◆ TEXTO PARA LEITURA
---*---

Equipe de pesquisadores da UnB e de outras instituições ficou 40 dias catalogando animais da Serra do Tombador, em Goiás. Foto: Divulgação/Fundação Boticário


"Estudos básicos de levantamento de espécies como este são a primeira etapa para a realização de pesquisas posteriores mais aprofundadas. Eles servem para avaliar a biodiversidade, determinar a localização, entender os habitats desses animais e identificar novas espécies”, explica Reuber, que integra o Laboratório de Fauna e Unidades de Conservação da UnB e a Rede de Especialistas em Conservação da Natureza (RECN). A rede reúne cerca de 80 profissionais nacionais e do exterior, de diversas áreas, que se voluntariaram para ser porta-vozes da natureza, com o objetivo de proteger a biodiversidade brasileira.

Como resultado da expedição, foram avistados cerca de 800 animais, coletados por meio de armadilhas de interceptação e queda, busca ativa e encontros ocasionais. Entre os exemplares identificados, estão, principalmente, de lagartos, serpentes, sapos, rãs e pererecas. Cinquenta por cento das espécies são endêmicas do Cerrado, ou seja, ocorrem somente nesta região geográfica.


DESCOBERTAS – Um dos achados de destaque é um sapo minúsculo, com cerca de 18 milímetros, o Allobates goianus, encontrado apenas em algumas localidades do Cerrado brasileiro. A espécie não era vista em algumas regiões do bioma há décadas. “Lá na reserva, nós encontramos a população mais saudável já reconhecida dessa espécie, ainda ameaçada”, pontua o coordenador da pesquisa.

---*---

Registros de uma coleção de dados
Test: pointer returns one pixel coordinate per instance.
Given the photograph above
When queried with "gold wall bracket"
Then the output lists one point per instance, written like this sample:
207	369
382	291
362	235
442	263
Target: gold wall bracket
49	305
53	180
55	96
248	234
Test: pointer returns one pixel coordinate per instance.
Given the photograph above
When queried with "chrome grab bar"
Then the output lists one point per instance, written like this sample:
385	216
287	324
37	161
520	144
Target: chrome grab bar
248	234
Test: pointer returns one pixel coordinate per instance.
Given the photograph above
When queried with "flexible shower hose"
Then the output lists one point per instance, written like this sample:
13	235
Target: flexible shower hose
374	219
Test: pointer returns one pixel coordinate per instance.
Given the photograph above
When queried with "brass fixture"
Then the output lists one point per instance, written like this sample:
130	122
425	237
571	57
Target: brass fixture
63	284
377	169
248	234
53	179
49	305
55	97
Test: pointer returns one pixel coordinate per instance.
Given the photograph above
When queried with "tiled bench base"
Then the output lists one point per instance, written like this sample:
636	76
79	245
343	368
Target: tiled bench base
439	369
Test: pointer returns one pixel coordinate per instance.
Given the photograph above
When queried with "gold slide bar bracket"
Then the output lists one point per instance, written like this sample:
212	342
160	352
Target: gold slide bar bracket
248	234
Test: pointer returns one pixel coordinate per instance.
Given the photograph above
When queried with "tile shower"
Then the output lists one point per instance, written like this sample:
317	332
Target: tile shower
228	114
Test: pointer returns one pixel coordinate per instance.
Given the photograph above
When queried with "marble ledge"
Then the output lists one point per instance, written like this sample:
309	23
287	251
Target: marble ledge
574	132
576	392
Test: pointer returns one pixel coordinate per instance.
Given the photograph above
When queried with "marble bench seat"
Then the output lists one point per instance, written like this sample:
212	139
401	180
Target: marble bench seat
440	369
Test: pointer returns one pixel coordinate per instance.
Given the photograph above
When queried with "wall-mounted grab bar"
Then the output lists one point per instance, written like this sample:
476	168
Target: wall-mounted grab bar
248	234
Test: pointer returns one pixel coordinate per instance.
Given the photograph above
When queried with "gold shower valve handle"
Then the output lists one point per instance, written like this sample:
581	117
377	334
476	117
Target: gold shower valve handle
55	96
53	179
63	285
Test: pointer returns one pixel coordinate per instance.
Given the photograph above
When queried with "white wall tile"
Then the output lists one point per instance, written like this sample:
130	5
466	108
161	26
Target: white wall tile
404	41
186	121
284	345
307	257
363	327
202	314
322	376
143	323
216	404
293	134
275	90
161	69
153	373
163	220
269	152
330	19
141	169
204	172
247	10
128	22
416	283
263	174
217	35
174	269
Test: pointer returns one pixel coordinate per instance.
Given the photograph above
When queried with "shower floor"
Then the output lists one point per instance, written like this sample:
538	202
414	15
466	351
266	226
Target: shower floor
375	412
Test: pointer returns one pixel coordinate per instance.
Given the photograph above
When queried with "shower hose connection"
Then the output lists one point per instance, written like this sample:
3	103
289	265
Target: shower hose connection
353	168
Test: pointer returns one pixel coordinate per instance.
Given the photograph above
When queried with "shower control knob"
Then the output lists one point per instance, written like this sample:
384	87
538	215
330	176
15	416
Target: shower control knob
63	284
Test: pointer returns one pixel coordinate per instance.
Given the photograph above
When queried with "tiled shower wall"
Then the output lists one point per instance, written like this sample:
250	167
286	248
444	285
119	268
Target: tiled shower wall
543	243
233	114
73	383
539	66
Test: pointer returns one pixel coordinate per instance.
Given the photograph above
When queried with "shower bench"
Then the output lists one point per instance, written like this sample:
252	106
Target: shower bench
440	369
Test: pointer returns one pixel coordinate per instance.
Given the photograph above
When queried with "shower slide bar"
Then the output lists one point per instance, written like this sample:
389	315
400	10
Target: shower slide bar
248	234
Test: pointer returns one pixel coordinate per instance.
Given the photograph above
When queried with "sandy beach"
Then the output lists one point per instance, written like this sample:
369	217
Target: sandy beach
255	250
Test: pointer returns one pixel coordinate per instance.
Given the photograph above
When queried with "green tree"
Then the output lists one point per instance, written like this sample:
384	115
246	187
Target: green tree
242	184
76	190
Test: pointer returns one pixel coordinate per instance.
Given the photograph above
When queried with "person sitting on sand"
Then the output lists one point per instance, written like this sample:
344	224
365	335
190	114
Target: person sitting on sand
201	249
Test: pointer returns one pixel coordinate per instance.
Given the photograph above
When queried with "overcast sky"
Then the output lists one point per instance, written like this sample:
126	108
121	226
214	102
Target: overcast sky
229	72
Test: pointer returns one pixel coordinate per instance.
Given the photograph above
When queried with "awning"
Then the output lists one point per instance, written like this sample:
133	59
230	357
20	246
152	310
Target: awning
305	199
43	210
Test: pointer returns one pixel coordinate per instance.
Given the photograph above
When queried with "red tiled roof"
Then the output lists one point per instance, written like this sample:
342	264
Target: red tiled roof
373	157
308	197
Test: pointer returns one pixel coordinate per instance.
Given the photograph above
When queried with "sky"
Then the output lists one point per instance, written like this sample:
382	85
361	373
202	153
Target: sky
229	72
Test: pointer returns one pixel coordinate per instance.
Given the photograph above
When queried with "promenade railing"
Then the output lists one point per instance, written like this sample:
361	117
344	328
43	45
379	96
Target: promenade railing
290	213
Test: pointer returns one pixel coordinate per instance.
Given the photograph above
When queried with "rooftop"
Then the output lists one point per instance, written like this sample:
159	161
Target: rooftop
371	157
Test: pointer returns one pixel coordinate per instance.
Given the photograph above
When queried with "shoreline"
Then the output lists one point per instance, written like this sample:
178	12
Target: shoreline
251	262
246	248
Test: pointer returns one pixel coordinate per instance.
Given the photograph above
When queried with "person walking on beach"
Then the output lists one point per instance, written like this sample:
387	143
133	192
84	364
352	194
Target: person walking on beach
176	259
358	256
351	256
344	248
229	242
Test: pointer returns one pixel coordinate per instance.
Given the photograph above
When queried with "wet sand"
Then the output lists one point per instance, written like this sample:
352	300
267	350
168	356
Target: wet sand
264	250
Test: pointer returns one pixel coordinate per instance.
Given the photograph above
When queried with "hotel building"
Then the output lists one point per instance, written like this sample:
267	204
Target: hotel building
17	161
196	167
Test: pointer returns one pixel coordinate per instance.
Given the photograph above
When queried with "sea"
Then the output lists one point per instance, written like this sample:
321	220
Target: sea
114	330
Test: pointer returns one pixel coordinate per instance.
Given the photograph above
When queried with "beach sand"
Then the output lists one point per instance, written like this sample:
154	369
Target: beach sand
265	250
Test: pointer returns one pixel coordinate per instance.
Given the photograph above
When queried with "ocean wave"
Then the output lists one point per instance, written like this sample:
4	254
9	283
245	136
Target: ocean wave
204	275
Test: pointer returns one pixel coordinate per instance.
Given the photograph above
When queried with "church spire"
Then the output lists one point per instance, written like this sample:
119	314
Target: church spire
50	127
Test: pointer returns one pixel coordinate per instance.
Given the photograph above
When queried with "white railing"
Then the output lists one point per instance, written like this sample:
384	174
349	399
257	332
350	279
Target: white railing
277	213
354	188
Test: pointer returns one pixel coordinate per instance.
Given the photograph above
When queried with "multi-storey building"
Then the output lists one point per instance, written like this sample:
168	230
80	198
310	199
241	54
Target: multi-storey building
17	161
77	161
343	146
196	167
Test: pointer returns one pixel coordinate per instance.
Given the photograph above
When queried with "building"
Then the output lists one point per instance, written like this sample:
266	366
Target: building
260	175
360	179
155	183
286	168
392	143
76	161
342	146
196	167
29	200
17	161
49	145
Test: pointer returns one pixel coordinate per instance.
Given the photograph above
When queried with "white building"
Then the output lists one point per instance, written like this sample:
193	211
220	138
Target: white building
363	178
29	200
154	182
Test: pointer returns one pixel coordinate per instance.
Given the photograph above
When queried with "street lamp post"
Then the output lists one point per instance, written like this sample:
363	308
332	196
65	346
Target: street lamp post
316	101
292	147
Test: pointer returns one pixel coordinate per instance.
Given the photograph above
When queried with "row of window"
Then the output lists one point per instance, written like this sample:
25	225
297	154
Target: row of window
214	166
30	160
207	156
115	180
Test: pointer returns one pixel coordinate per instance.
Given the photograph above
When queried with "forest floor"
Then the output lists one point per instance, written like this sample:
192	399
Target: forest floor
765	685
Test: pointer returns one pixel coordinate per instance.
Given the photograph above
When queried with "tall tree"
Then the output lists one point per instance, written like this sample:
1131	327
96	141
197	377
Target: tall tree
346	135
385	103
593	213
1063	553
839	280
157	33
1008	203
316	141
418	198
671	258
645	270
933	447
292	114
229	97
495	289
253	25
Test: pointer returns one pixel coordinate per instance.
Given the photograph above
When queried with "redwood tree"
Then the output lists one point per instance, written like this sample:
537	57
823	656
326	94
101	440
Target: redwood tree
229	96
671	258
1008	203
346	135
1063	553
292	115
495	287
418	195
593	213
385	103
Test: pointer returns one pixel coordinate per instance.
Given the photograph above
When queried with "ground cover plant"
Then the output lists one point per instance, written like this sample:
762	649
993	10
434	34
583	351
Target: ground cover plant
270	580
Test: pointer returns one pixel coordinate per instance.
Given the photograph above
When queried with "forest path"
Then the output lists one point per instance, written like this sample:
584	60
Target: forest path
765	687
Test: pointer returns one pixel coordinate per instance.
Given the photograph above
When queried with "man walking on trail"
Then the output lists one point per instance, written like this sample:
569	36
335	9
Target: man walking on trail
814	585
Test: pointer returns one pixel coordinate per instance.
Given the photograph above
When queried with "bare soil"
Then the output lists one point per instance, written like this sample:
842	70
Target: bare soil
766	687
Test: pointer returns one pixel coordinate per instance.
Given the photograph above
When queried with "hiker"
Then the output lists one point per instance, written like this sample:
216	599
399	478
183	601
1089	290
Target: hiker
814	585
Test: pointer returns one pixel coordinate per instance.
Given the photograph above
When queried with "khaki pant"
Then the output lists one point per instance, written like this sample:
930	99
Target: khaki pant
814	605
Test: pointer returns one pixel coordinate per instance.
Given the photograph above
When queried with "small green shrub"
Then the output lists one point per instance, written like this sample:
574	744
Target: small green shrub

---*---

◆ SUAS TAREFAS
a – Responda com base no texto sobre a expedição na Serra do Tombador:
(i) Quantos dias a equipe passou catalogando animais na Serra do Tombador?
(ii) Cerca de quantos profissionais a Rede de Especialistas em Conservação da Natureza reúne?
(iii) Qual é o tamanho aproximado do Allobates goianus?
b – Resuma em duas frases o texto sobre a expedição na Serra do Tombador.
c – Dê continuidade ao texto sobre a expedição na Serra do Tombador a partir do ponto em que ele termina.
Os dados não entram nesta atividade.

◆ RESPOSTAS
a –
(i) 40 dias.
(ii) Cerca de 80 profissionais.
(iii) Cerca de 18 milímetros.

b – Pesquisadores da UnB e de outras instituições passaram 40 dias catalogando animais na Serra do Tombador, em Goiás, e avistaram cerca de 800 animais, principalmente lagartos, serpentes, sapos, rãs e pererecas, sendo metade das espécies endêmicas do Cerrado. Um dos achados de destaque foi o minúsculo sapo Allobates goianus, espécie ainda ameaçada, da qual a equipe encontrou na reserva a população mais saudável já reconhecida.

c –
Na Serra do Tombador também foram identificadas espécies antes avistadas somente no Parque Nacional da Chapada dos Veadeiros, área próxima à reserva. “Os novos registros mostram que as espécies estão além dos limites conhecidos e que a reserva ajudou a aumentar os esforços de conservação genética e molecular delas”, comenta Reuber. O estudo aponta a possibilidade de muitas das espécies do parque serem encontradas na reserva em futuras iniciativas de monitoramento a longo prazo.

Professor do Departamento de Engenharia Florestal da UnB, Reuber Brandão é especialista em herpetofauna e coordenador da pesquisa. Foto: Renata Françoso


Outro exemplo de mudança de localidade ocorre com o sapo Rhaebo guttatus, até então registrado apenas na Amazônia e famoso por disparar um veneno amarelado pelas glândulas. “A presença dele [na Serra do Tombador] se deve por influência do vale do Rio Tocantins e realmente foi uma surpresa encontrá-lo. Mas novamente, demonstra a importância da área do ponto de vista biogeográfico, uma vez que abriga elementos da fauna do Cerrado e da Amazônia”, salienta o biólogo.

Durante a pesquisa, os cientistas também avistaram a espécie Proceratophrys branti, que não é encontrada em nenhuma outra área protegida do Cerrado. “Isso significa que a presença dela ali é a melhor garantia da conservação dessa espécie endêmica. Isso também vale para as espécies Scinax rupestris e Leptodactylus tapiti, que eram conhecidas apenas no Parque Nacional Chapada dos Veadeiros”, esclarece Reuber.

Entre as espécies catalogadas, há ainda uma com status taxonômico indefinido, o que pode, eventualmente, corresponder a uma nova descoberta. Ainda será realizada uma análise de sequências de DNA, mas o especialista acredita que ela não seja diferente dos Dendropsophus microcephalus encontrados no Norte do estado de Goiás.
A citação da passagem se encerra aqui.